* _STATED GOAL_
Report every line in the rows below that contains the string "rule", matching case exactly.

* _AVAILABLE DATA_
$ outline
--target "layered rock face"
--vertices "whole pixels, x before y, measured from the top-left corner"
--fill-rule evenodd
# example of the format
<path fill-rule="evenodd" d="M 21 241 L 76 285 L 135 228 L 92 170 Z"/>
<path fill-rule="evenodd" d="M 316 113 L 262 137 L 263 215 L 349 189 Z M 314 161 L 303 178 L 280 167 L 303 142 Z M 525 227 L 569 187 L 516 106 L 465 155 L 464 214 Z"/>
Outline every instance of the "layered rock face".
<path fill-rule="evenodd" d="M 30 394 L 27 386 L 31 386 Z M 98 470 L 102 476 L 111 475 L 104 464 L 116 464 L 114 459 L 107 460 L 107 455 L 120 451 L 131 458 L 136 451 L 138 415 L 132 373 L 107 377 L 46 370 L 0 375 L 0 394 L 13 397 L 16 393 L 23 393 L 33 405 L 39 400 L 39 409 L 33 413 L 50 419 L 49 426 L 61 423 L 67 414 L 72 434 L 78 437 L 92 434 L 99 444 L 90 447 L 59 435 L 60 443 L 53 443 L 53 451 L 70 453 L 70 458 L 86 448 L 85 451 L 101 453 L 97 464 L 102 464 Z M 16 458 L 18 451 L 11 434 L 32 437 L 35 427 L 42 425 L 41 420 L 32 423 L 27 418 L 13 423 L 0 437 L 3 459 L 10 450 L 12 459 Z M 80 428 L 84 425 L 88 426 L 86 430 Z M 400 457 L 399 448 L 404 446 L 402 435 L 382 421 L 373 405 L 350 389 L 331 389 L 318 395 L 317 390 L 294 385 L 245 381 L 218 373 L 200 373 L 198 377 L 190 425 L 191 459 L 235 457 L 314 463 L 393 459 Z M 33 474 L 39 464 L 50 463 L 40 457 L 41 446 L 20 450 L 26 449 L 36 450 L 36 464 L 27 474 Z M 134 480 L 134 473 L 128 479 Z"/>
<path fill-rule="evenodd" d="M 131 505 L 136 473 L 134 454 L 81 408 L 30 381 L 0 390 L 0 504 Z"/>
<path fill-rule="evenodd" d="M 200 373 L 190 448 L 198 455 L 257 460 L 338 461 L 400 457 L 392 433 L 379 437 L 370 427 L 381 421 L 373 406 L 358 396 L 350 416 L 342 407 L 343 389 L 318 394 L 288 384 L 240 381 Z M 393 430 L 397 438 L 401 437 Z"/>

* _REPLY TO THE EXERCISE_
--fill-rule evenodd
<path fill-rule="evenodd" d="M 21 241 L 76 285 L 135 228 L 92 170 Z"/>
<path fill-rule="evenodd" d="M 316 113 L 262 137 L 263 215 L 349 189 Z M 314 161 L 303 178 L 280 167 L 303 142 Z M 525 227 L 569 187 L 516 106 L 465 155 L 464 214 Z"/>
<path fill-rule="evenodd" d="M 30 394 L 27 386 L 31 386 Z M 98 470 L 102 476 L 111 475 L 104 464 L 116 464 L 114 459 L 107 460 L 107 455 L 120 451 L 131 458 L 136 451 L 138 415 L 132 373 L 107 377 L 46 370 L 0 375 L 0 394 L 13 397 L 16 393 L 23 393 L 33 405 L 39 400 L 39 409 L 33 413 L 50 419 L 49 426 L 61 423 L 67 414 L 72 434 L 78 437 L 92 434 L 99 444 L 90 447 L 59 435 L 60 443 L 53 443 L 53 451 L 70 453 L 70 458 L 86 448 L 85 451 L 101 453 L 97 464 L 102 464 Z M 16 458 L 18 451 L 11 434 L 32 437 L 35 427 L 42 425 L 41 420 L 32 423 L 27 418 L 13 423 L 0 437 L 3 459 L 10 450 L 12 459 Z M 80 428 L 84 425 L 88 426 L 86 430 Z M 400 457 L 399 448 L 404 446 L 402 435 L 382 421 L 373 405 L 350 389 L 331 389 L 318 395 L 317 390 L 294 385 L 245 381 L 218 373 L 200 373 L 198 377 L 190 425 L 191 459 L 235 457 L 314 463 L 393 459 Z M 33 474 L 39 464 L 50 463 L 40 457 L 41 446 L 20 450 L 26 449 L 36 450 L 36 464 L 27 474 Z M 134 480 L 134 473 L 128 479 Z"/>
<path fill-rule="evenodd" d="M 131 505 L 136 473 L 134 454 L 81 408 L 30 381 L 0 390 L 0 504 Z"/>
<path fill-rule="evenodd" d="M 200 373 L 190 448 L 198 455 L 257 460 L 338 461 L 400 457 L 392 433 L 379 437 L 370 427 L 381 421 L 373 406 L 358 396 L 350 416 L 342 407 L 343 389 L 318 394 L 288 384 L 240 381 Z M 393 430 L 397 438 L 401 437 Z"/>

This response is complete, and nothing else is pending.